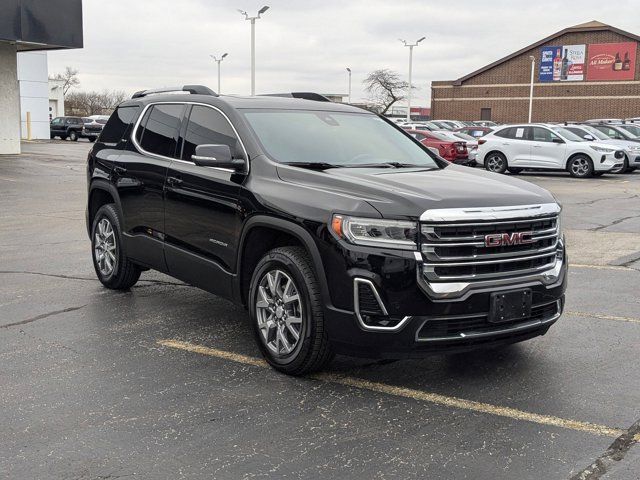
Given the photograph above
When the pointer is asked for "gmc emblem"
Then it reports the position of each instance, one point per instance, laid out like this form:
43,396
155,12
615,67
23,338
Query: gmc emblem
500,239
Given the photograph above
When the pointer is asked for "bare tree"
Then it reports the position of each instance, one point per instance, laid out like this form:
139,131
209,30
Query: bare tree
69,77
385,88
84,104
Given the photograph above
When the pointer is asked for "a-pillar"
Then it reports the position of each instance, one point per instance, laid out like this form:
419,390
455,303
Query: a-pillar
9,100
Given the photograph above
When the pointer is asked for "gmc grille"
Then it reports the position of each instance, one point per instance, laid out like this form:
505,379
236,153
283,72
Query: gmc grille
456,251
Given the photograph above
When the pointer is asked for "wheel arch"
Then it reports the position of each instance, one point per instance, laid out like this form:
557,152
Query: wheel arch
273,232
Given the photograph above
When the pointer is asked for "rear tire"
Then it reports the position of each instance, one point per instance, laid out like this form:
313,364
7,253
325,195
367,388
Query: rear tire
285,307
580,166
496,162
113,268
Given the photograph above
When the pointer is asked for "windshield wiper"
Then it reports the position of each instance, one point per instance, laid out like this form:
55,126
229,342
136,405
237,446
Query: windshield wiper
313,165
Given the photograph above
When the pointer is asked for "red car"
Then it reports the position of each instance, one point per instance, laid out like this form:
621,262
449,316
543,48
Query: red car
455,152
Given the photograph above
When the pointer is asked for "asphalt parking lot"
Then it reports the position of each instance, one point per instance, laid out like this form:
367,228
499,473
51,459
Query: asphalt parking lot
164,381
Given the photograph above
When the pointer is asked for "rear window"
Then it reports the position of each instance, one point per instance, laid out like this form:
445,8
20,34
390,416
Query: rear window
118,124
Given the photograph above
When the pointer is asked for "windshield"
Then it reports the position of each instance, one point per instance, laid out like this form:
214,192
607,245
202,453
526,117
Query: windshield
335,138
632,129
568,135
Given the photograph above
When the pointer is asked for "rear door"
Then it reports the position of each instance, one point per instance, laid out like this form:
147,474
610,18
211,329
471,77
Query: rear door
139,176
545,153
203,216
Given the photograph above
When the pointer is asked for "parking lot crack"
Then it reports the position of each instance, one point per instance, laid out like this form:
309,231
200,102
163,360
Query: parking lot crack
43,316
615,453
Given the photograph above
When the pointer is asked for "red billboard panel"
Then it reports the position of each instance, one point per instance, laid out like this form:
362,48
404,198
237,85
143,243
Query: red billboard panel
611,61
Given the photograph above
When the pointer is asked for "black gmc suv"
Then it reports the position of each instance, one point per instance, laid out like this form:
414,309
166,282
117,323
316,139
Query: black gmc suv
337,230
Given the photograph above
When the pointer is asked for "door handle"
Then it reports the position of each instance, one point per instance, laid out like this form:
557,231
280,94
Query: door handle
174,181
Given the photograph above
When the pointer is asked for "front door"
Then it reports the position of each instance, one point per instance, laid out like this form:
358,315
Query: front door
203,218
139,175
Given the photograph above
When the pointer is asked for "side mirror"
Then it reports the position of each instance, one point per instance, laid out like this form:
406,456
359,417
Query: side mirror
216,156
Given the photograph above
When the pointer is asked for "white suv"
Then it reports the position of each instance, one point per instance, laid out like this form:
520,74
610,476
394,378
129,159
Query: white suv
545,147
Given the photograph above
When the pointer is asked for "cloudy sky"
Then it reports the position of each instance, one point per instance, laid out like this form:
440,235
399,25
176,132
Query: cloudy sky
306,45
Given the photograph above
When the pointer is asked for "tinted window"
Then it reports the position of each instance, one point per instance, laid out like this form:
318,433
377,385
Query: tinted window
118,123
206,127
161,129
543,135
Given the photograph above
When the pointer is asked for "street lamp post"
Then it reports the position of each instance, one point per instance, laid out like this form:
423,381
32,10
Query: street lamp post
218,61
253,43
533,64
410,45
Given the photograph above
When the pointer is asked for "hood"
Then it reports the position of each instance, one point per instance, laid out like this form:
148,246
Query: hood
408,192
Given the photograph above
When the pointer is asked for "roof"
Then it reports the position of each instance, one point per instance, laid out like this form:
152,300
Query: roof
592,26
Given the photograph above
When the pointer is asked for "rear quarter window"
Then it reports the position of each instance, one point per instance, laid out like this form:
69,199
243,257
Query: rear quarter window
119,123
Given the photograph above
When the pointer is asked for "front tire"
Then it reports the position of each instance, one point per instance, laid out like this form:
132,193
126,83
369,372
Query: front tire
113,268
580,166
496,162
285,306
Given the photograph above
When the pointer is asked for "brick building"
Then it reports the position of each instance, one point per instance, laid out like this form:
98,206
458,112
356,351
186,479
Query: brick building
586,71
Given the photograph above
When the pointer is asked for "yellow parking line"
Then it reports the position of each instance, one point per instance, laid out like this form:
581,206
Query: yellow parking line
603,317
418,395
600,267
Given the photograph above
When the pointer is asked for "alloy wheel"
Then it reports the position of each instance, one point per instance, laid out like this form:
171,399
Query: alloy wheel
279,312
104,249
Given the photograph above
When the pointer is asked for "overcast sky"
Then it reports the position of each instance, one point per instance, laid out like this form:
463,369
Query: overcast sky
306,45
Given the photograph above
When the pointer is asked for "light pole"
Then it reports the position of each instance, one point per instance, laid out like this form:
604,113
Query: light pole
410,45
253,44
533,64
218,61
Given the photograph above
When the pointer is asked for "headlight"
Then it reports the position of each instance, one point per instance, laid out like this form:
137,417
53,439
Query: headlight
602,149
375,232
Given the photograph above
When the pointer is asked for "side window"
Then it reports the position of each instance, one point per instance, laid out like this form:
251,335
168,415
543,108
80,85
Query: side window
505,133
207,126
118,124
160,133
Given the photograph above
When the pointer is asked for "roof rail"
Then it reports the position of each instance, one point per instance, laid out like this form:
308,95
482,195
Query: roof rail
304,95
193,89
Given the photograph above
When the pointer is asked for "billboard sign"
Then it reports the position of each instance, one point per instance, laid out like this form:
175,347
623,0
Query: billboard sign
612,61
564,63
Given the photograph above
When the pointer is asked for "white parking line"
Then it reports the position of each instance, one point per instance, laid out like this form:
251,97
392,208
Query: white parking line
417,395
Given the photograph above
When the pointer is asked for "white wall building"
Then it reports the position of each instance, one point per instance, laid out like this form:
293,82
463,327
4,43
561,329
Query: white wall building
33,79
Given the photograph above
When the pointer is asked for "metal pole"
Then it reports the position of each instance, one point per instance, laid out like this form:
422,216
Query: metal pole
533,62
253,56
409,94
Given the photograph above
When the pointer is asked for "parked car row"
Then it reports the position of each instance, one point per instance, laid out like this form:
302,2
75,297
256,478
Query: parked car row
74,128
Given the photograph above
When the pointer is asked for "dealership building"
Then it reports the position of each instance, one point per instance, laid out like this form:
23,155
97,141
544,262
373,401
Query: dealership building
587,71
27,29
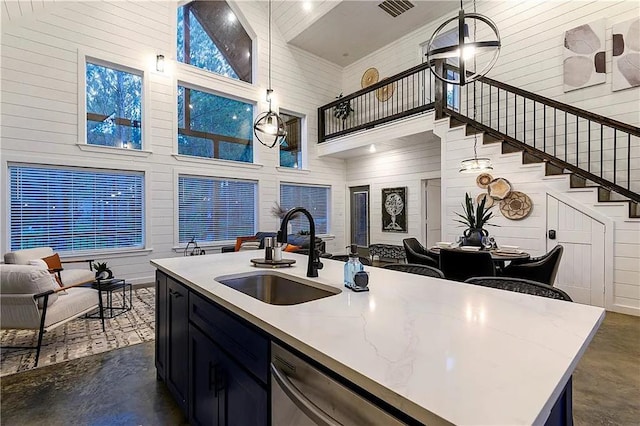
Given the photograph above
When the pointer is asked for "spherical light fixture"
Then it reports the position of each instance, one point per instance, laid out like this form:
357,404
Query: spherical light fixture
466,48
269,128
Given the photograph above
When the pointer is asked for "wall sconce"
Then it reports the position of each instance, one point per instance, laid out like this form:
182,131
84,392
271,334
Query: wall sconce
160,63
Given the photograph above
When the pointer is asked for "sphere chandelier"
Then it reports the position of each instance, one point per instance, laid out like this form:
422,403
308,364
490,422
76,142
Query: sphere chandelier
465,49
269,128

####

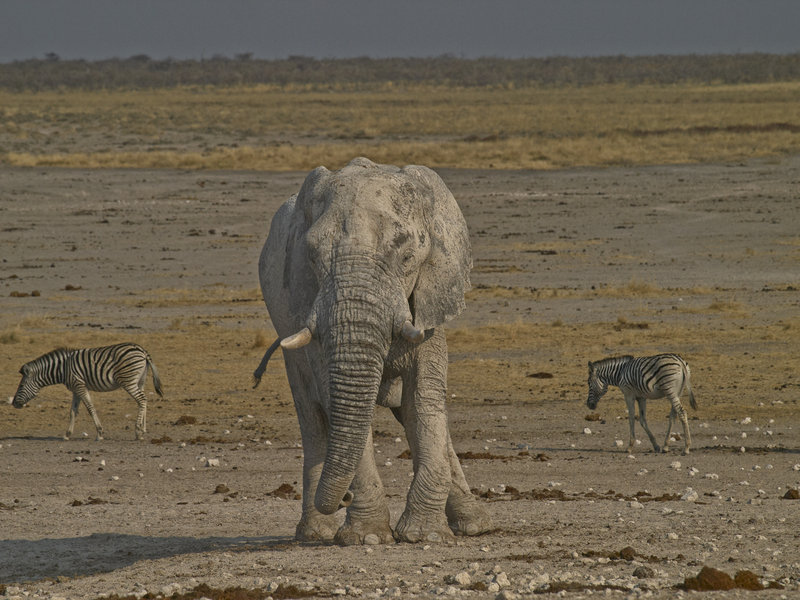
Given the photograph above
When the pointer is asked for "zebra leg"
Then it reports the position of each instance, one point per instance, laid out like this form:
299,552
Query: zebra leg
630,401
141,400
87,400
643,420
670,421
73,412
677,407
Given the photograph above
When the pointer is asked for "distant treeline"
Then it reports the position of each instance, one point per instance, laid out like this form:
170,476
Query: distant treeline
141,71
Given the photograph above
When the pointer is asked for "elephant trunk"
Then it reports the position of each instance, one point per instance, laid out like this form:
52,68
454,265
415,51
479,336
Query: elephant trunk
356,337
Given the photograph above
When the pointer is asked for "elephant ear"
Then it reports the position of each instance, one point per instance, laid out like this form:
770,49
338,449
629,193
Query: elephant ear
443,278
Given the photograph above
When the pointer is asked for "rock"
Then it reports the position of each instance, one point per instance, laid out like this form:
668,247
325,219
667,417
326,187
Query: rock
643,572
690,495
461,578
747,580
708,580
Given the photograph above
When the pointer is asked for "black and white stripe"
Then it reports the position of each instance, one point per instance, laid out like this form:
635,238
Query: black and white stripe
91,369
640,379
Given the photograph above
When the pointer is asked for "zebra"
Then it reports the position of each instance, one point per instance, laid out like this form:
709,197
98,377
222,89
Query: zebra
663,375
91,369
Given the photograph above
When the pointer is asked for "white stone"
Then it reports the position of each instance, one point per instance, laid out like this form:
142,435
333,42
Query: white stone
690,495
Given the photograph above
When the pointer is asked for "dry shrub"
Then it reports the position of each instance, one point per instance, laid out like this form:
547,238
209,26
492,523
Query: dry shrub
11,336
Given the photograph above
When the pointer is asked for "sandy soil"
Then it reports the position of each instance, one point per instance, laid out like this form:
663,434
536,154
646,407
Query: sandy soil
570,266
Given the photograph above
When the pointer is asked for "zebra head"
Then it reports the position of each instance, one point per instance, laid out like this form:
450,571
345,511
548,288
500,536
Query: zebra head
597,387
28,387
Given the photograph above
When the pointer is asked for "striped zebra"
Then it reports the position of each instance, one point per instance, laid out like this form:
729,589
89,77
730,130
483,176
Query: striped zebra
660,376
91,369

####

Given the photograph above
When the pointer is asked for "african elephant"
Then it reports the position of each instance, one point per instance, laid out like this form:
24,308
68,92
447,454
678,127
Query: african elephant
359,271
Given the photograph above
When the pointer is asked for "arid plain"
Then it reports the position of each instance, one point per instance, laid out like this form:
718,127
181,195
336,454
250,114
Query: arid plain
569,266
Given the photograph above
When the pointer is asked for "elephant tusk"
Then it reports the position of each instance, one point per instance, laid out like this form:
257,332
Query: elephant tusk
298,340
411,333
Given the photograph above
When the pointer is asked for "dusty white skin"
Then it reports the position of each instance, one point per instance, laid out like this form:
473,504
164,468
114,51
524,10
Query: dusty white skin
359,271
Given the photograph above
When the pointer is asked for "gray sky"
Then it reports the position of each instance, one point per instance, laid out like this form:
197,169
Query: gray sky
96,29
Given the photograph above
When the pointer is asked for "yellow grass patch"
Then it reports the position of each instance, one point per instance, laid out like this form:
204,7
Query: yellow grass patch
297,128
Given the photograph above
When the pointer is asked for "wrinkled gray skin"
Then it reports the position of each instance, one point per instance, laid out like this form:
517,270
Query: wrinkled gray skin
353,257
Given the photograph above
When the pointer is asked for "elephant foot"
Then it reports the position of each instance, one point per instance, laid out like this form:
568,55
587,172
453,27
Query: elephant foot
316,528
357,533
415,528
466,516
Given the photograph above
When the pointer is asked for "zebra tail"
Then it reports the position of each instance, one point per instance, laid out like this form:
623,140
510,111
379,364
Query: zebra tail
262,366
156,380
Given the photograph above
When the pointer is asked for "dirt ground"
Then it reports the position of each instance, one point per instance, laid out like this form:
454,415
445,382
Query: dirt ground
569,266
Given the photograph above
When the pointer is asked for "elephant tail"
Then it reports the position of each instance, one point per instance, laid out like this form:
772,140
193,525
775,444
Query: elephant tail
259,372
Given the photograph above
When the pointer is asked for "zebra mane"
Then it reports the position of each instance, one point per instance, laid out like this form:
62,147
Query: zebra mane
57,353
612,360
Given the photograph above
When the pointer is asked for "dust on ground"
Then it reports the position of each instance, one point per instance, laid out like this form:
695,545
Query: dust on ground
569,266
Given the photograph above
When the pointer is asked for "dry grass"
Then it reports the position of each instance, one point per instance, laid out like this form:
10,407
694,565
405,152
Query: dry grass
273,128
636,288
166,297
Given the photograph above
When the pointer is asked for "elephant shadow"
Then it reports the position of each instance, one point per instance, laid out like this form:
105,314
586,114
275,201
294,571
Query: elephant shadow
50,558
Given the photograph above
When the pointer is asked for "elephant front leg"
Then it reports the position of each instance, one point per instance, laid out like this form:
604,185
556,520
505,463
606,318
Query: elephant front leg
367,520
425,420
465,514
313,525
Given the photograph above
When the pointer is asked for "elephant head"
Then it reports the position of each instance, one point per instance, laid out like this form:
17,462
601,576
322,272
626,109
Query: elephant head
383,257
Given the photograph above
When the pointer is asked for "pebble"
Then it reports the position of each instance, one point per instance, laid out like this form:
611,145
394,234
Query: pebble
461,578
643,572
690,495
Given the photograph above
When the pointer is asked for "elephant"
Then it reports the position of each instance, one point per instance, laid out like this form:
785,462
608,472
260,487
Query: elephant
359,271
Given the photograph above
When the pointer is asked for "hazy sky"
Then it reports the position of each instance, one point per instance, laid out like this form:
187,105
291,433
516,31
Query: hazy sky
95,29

####

- _Work required_: Report every line of the rows above that contains the string "cloudy".

- _Final result_:
When the pointer is asked for "cloudy sky"
Query: cloudy sky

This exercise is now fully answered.